=== TASKS AND EXERCISES ===
a: Summarize the uverbs patch in two sentences.
b: Pick up the uverbs patch where it stops and carry it forward.

=== TEXT BLOCK ===
* START *

IB/uverbs: Extend modify_qp and support packet pacing

An new uverbs command ib_uverbs_ex_modify_qp is added to support more QP
attributes. User driver should choose to call the legacy/extended API
based on input mask.

IB_USER_LAST_QP_ATTR_MASK is added to indicated the maximum bit position
which supports legacy ib_uverbs_modify_qp.
IB_USER_LEGACY_LAST_QP_ATTR_MASK indicates the maximum bit position
which supports ib_uverbs_ex_modify_qp, the value of this mask should be
updated if new mask is added later.

Along with this change, rate_limit is supported by the extended command,
user driver could use it to control packet packing.

Signed-off-by: Bodong Wang <bodong@mellanox.com>
Reviewed-by: Matan Barak <matanb@mellanox.com>
Signed-off-by: Leon Romanovsky <leon@kernel.org>
Signed-off-by: Doug Ledford <dledford@redhat.com>
diff --git a/drivers/infiniband/core/uverbs.h b/drivers/infiniband/core/uverbs.h
index df26a74..455034a 100644
--- a/drivers/infiniband/core/uverbs.h
+++ b/drivers/infiniband/core/uverbs.h
@@ -289,5 +289,6 @@
 IB_UVERBS_DECLARE_EX_CMD(destroy_wq);
 IB_UVERBS_DECLARE_EX_CMD(create_rwq_ind_table);
 IB_UVERBS_DECLARE_EX_CMD(destroy_rwq_ind_table);
+IB_UVERBS_DECLARE_EX_CMD(modify_qp);
 
 #endif /* UVERBS_H */
diff --git a/drivers/infiniband/core/uverbs_cmd.c b/drivers/infiniband/core/uverbs_cmd.c
index cdb935d..09b6491 100644
--- a/drivers/infiniband/core/uverbs_cmd.c
+++ b/drivers/infiniband/core/uverbs_cmd.c
@@ -2328,96 +2328,88 @@
 	}
 }
 
-ssize_t ib_uverbs_modify_qp(struct ib_uverbs_file *file,
-			    struct ib_device *ib_dev,
-			    const char __user *buf, int in_len,
-			    int out_len)

* END *

=== INFORMATION SUPPLIED ===
* START *

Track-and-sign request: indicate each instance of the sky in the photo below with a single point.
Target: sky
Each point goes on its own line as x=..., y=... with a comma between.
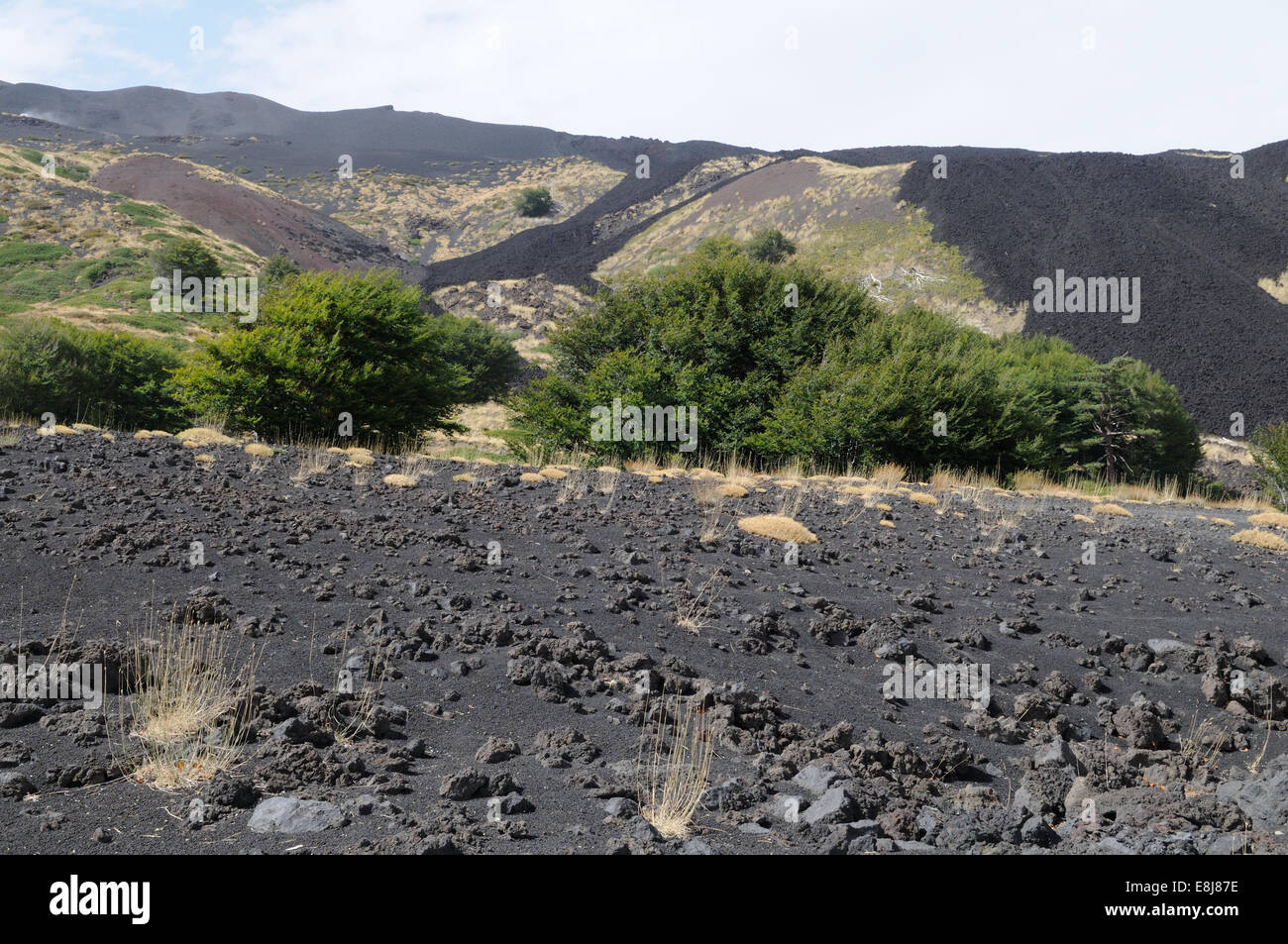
x=1047, y=75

* END *

=== FINAL RESULTS ===
a: The uverbs patch adds a new command, ib_uverbs_ex_modify_qp, to support more QP attributes, and the user driver chooses between the legacy and extended API based on the input mask. The extended command also supports rate_limit, in line with the patch title's aim of supporting packet pacing.

b:
+static int modify_qp(struct ib_uverbs_file *file,
+		     struct ib_uverbs_ex_modify_qp *cmd, struct ib_udata *udata)
 {
-	struct ib_uverbs_modify_qp cmd;
-	struct ib_udata            udata;
-	struct ib_qp              *qp;
-	struct ib_qp_attr         *attr;
-	int                        ret;
-
-	if (copy_from_user(&cmd, buf, sizeof cmd))
-		return -EFAULT;
-
-	INIT_UDATA(&udata, buf + sizeof cmd, NULL, in_len - sizeof cmd,
-		   out_len);
+	struct ib_qp_attr *attr;
+	struct ib_qp *qp;
+	int ret;
 
 	attr = kmalloc(sizeof *attr, GFP_KERNEL);
 	if (!attr)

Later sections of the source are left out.